▸ What is expected
Copy the lines of the listing below without any changes, starting at the line containing "Where can you spot the player's hand?" and going through the end of the listing, with both ends included.

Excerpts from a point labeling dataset
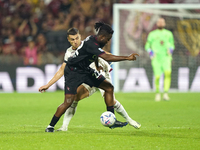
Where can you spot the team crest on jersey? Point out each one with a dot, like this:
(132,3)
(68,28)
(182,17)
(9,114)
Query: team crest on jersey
(101,50)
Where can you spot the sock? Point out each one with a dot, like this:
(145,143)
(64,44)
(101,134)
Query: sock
(121,111)
(110,108)
(69,114)
(54,120)
(167,81)
(157,80)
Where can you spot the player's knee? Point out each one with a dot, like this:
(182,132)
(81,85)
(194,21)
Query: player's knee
(110,88)
(69,99)
(167,73)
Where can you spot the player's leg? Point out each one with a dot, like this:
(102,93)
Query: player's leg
(109,100)
(157,70)
(121,111)
(167,78)
(69,98)
(82,93)
(118,107)
(108,95)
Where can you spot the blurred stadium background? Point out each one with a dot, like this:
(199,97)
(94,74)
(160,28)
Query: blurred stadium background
(42,24)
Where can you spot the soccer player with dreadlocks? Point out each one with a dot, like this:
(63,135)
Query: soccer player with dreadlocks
(77,71)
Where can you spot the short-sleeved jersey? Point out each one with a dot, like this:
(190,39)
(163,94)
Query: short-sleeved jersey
(85,54)
(69,53)
(160,41)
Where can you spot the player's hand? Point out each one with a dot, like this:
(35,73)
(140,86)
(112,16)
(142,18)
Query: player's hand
(99,68)
(43,88)
(133,56)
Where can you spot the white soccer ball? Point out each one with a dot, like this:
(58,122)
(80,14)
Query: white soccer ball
(107,119)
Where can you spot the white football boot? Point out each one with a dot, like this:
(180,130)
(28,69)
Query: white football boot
(62,129)
(135,124)
(158,97)
(166,97)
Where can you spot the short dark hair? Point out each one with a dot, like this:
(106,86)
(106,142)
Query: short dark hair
(72,31)
(103,28)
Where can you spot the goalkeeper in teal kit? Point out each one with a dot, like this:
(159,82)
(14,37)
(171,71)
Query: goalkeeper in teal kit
(160,46)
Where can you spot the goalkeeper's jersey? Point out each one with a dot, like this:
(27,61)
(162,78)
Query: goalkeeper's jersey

▸ Written solution
Where can you spot the player's hand? Point out each one with a dot, like this:
(35,73)
(140,86)
(112,16)
(142,18)
Query: player's hand
(99,68)
(43,88)
(133,56)
Where can you spot the white soccer ball? Point out each one with a dot, like this:
(58,122)
(80,14)
Query: white soccer ball
(107,119)
Where can you spot the white football boot? Point out each one with a dot, like this:
(180,130)
(28,69)
Query: white football boot
(62,129)
(135,124)
(158,97)
(166,97)
Where can you spot the short dark hair? Point out each one with a dot, like this:
(106,86)
(106,142)
Query: short dark hair
(72,31)
(103,28)
Where can you spot the goalkeeper in teal kit? Point out each one with a dot, like this:
(159,82)
(14,37)
(171,71)
Query: goalkeeper in teal kit
(160,46)
Where can you spot the goalkeeper's jersey? Point out each one with a dot, like this:
(27,61)
(162,78)
Query: goalkeeper's jersey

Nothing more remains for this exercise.